__Aim of the exercise__:
Recast every line of the material below as a JSON list of strings, one string per line, skipping blank lines. Leave out the pictures.

__Supplied entries__:
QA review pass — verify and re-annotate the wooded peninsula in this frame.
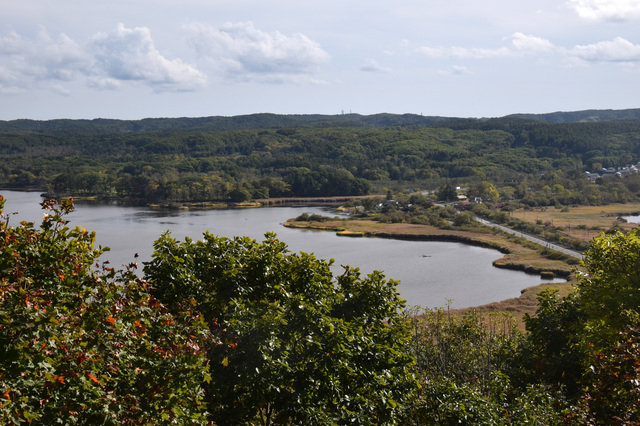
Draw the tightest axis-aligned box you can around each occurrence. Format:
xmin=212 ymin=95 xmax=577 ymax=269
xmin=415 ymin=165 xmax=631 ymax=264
xmin=0 ymin=109 xmax=640 ymax=426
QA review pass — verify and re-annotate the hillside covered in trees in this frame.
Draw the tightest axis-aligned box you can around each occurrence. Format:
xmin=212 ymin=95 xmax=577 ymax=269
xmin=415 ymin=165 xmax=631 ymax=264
xmin=0 ymin=110 xmax=640 ymax=203
xmin=0 ymin=197 xmax=640 ymax=426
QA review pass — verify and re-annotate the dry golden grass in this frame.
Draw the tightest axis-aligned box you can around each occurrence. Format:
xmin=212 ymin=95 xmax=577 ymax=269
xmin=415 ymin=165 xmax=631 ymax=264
xmin=511 ymin=203 xmax=640 ymax=241
xmin=285 ymin=219 xmax=588 ymax=329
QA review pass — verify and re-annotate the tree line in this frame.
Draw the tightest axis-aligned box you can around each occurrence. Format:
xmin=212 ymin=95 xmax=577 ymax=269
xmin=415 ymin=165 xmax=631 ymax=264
xmin=0 ymin=197 xmax=640 ymax=425
xmin=0 ymin=114 xmax=640 ymax=203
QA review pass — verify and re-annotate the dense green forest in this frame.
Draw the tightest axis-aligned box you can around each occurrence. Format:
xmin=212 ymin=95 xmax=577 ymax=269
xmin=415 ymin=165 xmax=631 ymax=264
xmin=0 ymin=197 xmax=640 ymax=425
xmin=0 ymin=110 xmax=640 ymax=204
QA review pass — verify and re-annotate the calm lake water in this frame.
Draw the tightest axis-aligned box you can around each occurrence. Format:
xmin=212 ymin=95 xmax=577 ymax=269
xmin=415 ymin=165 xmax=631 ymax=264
xmin=0 ymin=190 xmax=564 ymax=308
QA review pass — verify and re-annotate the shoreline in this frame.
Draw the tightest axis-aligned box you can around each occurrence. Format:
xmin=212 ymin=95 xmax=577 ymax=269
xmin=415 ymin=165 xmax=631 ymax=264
xmin=283 ymin=219 xmax=578 ymax=322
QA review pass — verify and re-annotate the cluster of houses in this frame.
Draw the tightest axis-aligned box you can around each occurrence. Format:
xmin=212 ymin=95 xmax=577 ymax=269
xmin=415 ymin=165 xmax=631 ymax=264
xmin=584 ymin=163 xmax=640 ymax=182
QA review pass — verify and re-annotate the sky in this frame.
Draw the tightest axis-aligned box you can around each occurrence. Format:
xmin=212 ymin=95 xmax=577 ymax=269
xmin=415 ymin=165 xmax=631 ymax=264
xmin=0 ymin=0 xmax=640 ymax=120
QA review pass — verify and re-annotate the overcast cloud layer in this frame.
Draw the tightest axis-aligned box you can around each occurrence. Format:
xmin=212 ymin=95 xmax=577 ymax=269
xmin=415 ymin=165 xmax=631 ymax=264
xmin=0 ymin=0 xmax=640 ymax=120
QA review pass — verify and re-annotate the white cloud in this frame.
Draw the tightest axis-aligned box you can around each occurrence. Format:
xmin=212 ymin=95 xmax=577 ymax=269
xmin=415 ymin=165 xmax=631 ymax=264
xmin=186 ymin=22 xmax=329 ymax=82
xmin=90 ymin=24 xmax=206 ymax=91
xmin=510 ymin=33 xmax=556 ymax=53
xmin=569 ymin=0 xmax=640 ymax=21
xmin=0 ymin=25 xmax=206 ymax=94
xmin=418 ymin=33 xmax=555 ymax=59
xmin=438 ymin=65 xmax=471 ymax=76
xmin=570 ymin=37 xmax=640 ymax=62
xmin=0 ymin=28 xmax=89 ymax=89
xmin=0 ymin=31 xmax=24 ymax=55
xmin=360 ymin=59 xmax=391 ymax=73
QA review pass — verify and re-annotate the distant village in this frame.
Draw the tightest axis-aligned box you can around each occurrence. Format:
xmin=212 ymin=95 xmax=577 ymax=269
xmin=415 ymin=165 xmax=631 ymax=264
xmin=584 ymin=163 xmax=640 ymax=182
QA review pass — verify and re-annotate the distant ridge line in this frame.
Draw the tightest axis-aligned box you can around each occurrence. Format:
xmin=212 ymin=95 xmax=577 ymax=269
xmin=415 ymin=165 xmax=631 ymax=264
xmin=0 ymin=108 xmax=640 ymax=134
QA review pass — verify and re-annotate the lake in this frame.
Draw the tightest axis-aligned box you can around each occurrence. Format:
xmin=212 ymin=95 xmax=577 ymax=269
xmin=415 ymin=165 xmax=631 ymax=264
xmin=0 ymin=190 xmax=562 ymax=308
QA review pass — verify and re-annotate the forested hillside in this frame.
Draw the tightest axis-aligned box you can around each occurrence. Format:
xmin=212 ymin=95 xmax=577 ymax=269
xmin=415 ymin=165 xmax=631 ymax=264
xmin=0 ymin=110 xmax=640 ymax=203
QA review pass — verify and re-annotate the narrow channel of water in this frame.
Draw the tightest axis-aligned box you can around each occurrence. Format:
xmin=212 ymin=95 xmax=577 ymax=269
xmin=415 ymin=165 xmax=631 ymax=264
xmin=0 ymin=190 xmax=561 ymax=308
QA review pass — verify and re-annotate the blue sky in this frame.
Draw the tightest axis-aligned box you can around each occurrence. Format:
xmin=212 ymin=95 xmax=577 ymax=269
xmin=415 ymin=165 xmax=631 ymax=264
xmin=0 ymin=0 xmax=640 ymax=120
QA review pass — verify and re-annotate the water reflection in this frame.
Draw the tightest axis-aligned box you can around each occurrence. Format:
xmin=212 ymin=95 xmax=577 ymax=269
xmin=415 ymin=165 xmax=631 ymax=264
xmin=0 ymin=191 xmax=564 ymax=308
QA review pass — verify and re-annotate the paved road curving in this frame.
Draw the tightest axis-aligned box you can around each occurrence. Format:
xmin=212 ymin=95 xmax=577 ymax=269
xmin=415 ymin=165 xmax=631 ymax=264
xmin=476 ymin=217 xmax=584 ymax=259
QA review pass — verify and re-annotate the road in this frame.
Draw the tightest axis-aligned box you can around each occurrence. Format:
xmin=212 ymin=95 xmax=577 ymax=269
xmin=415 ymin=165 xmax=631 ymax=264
xmin=476 ymin=217 xmax=584 ymax=259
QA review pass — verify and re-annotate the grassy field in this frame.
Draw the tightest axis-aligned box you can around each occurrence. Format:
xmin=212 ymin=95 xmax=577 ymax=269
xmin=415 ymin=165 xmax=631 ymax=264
xmin=511 ymin=203 xmax=640 ymax=241
xmin=285 ymin=219 xmax=579 ymax=327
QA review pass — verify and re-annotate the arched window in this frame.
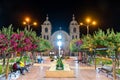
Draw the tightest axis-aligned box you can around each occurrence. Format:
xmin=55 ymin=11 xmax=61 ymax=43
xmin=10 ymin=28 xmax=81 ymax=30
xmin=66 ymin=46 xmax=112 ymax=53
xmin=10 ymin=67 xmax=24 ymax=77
xmin=45 ymin=28 xmax=48 ymax=33
xmin=73 ymin=28 xmax=76 ymax=33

__Task result__:
[
  "QA review pass — verify and re-annotate the wooded peninsula in this frame.",
  "Draw the tightest axis-aligned box you can around each occurrence. Format:",
  "xmin=212 ymin=95 xmax=577 ymax=269",
  "xmin=415 ymin=165 xmax=631 ymax=264",
  "xmin=0 ymin=109 xmax=640 ymax=426",
  "QA review pass — verify and re-annotate the hillside covered in trees in this frame.",
  "Draw the tightest axis-aligned box you can around each occurrence. Format:",
  "xmin=212 ymin=95 xmax=577 ymax=269",
  "xmin=415 ymin=165 xmax=631 ymax=264",
  "xmin=0 ymin=110 xmax=640 ymax=203",
  "xmin=0 ymin=197 xmax=640 ymax=426",
  "QA review pass — verify and re-annotate the dry golden grass in this frame.",
  "Draw the tightest axis-aligned box you can around each occurrence. Format:",
  "xmin=212 ymin=95 xmax=577 ymax=269",
  "xmin=415 ymin=165 xmax=631 ymax=264",
  "xmin=511 ymin=203 xmax=640 ymax=241",
  "xmin=285 ymin=219 xmax=588 ymax=329",
  "QA review pass — verify and re-annotate the tree line in this frame.",
  "Draw the tightest axis-aligned box you can around each occurrence. Format:",
  "xmin=212 ymin=95 xmax=577 ymax=269",
  "xmin=415 ymin=165 xmax=631 ymax=264",
  "xmin=0 ymin=197 xmax=640 ymax=425",
  "xmin=0 ymin=114 xmax=640 ymax=203",
  "QA review pass — verify and re-annotate the dense green forest in this frame.",
  "Draw the tightest axis-aligned box you can around each occurrence. Format:",
  "xmin=212 ymin=95 xmax=577 ymax=269",
  "xmin=415 ymin=165 xmax=631 ymax=264",
  "xmin=0 ymin=197 xmax=640 ymax=425",
  "xmin=0 ymin=110 xmax=640 ymax=204",
  "QA review pass — verify and re-annotate the calm lake water in this frame.",
  "Draw the tightest axis-aligned box you can around each occurrence. Format:",
  "xmin=212 ymin=95 xmax=577 ymax=269",
  "xmin=415 ymin=165 xmax=631 ymax=264",
  "xmin=0 ymin=190 xmax=564 ymax=308",
  "QA review pass — verify and re-annotate the shoreline in this frame.",
  "Draw the tightest axis-aligned box you can around each occurrence. Format:",
  "xmin=212 ymin=95 xmax=577 ymax=269",
  "xmin=415 ymin=165 xmax=631 ymax=264",
  "xmin=283 ymin=219 xmax=578 ymax=322",
  "QA review pass — verify and re-annotate the cluster of houses in this frame.",
  "Draw the tightest axis-aligned box you can around each occurrence. Format:",
  "xmin=212 ymin=95 xmax=577 ymax=269",
  "xmin=415 ymin=165 xmax=631 ymax=264",
  "xmin=584 ymin=163 xmax=640 ymax=182",
  "QA review pass — verify and re-annotate the sky in this frame.",
  "Draw the tightest axis-aligned box you can around each occurrence. Format:",
  "xmin=212 ymin=95 xmax=577 ymax=269",
  "xmin=415 ymin=165 xmax=631 ymax=264",
  "xmin=0 ymin=0 xmax=640 ymax=120",
  "QA review pass — verify and re-annotate the overcast cloud layer in this frame.",
  "Draw the tightest axis-aligned box you can around each occurrence. Format:",
  "xmin=212 ymin=95 xmax=577 ymax=269",
  "xmin=415 ymin=165 xmax=631 ymax=264",
  "xmin=0 ymin=0 xmax=640 ymax=120",
  "QA review pass — verify and re-annotate the white cloud in this frame.",
  "Draw the tightest axis-aligned box you can around each occurrence. Format:",
  "xmin=212 ymin=95 xmax=577 ymax=269",
  "xmin=415 ymin=165 xmax=631 ymax=264",
  "xmin=186 ymin=22 xmax=329 ymax=82",
  "xmin=90 ymin=24 xmax=206 ymax=91",
  "xmin=510 ymin=33 xmax=556 ymax=53",
  "xmin=569 ymin=0 xmax=640 ymax=21",
  "xmin=0 ymin=25 xmax=206 ymax=94",
  "xmin=418 ymin=33 xmax=555 ymax=59",
  "xmin=438 ymin=65 xmax=471 ymax=76",
  "xmin=570 ymin=37 xmax=640 ymax=62",
  "xmin=0 ymin=28 xmax=89 ymax=89",
  "xmin=0 ymin=31 xmax=24 ymax=55",
  "xmin=360 ymin=59 xmax=391 ymax=73",
  "QA review pass — verify and re-annotate the distant village in this frame.",
  "Draw the tightest axis-aligned box you can around each occurrence. Format:",
  "xmin=212 ymin=95 xmax=577 ymax=269",
  "xmin=415 ymin=165 xmax=631 ymax=264",
  "xmin=584 ymin=163 xmax=640 ymax=182",
  "QA review pass — verify and re-annotate the distant ridge line in this frame.",
  "Draw the tightest axis-aligned box you can around each occurrence. Format:",
  "xmin=212 ymin=95 xmax=577 ymax=269",
  "xmin=415 ymin=165 xmax=631 ymax=264",
  "xmin=0 ymin=108 xmax=640 ymax=134",
  "QA review pass — verify and re-annotate the lake in this frame.",
  "Draw the tightest axis-aligned box you can around each occurrence. Format:",
  "xmin=212 ymin=95 xmax=577 ymax=269",
  "xmin=415 ymin=165 xmax=631 ymax=264",
  "xmin=0 ymin=190 xmax=562 ymax=308",
  "QA review pass — verify and re-annotate the forested hillside in this frame.",
  "Draw the tightest axis-aligned box you can around each occurrence. Format:",
  "xmin=212 ymin=95 xmax=577 ymax=269",
  "xmin=415 ymin=165 xmax=631 ymax=264",
  "xmin=0 ymin=110 xmax=640 ymax=203",
  "QA review pass — verify and re-annotate the narrow channel of water in this frame.",
  "Draw the tightest axis-aligned box you can around each occurrence. Format:",
  "xmin=212 ymin=95 xmax=577 ymax=269",
  "xmin=415 ymin=165 xmax=631 ymax=264",
  "xmin=0 ymin=190 xmax=561 ymax=308",
  "QA review pass — verify and re-annotate the blue sky in this frame.",
  "Draw the tightest axis-aligned box you can around each occurrence. Format:",
  "xmin=212 ymin=95 xmax=577 ymax=269",
  "xmin=415 ymin=165 xmax=631 ymax=264",
  "xmin=0 ymin=0 xmax=640 ymax=120",
  "QA review pass — verify and re-annotate the water reflection in this frame.",
  "Draw the tightest axis-aligned box you can around each occurrence. Format:",
  "xmin=212 ymin=95 xmax=577 ymax=269",
  "xmin=415 ymin=165 xmax=631 ymax=264",
  "xmin=0 ymin=191 xmax=564 ymax=308",
  "QA review pass — verify and re-annotate the paved road curving in this frame.",
  "Draw the tightest axis-aligned box you can around each occurrence. Format:",
  "xmin=212 ymin=95 xmax=577 ymax=269",
  "xmin=415 ymin=165 xmax=631 ymax=264",
  "xmin=476 ymin=217 xmax=584 ymax=259",
  "QA review pass — verify and re-annotate the road in this frame.",
  "Draw the tightest axis-aligned box you can around each occurrence. Format:",
  "xmin=212 ymin=95 xmax=577 ymax=269",
  "xmin=415 ymin=165 xmax=631 ymax=264",
  "xmin=476 ymin=217 xmax=584 ymax=259",
  "QA review pass — verify and re-annotate the grassy field in this frame.",
  "Draw the tightest axis-aligned box you can around each occurrence. Format:",
  "xmin=212 ymin=95 xmax=577 ymax=269",
  "xmin=415 ymin=165 xmax=631 ymax=264",
  "xmin=511 ymin=203 xmax=640 ymax=241",
  "xmin=285 ymin=219 xmax=579 ymax=327",
  "QA review pass — verify and re-annotate the arched window in this frame.",
  "Draw the tightest axis-aligned box you can around each occurrence. Format:",
  "xmin=55 ymin=11 xmax=61 ymax=43",
  "xmin=10 ymin=28 xmax=81 ymax=30",
  "xmin=66 ymin=46 xmax=112 ymax=53",
  "xmin=10 ymin=67 xmax=24 ymax=77",
  "xmin=45 ymin=28 xmax=48 ymax=33",
  "xmin=73 ymin=28 xmax=76 ymax=33"
]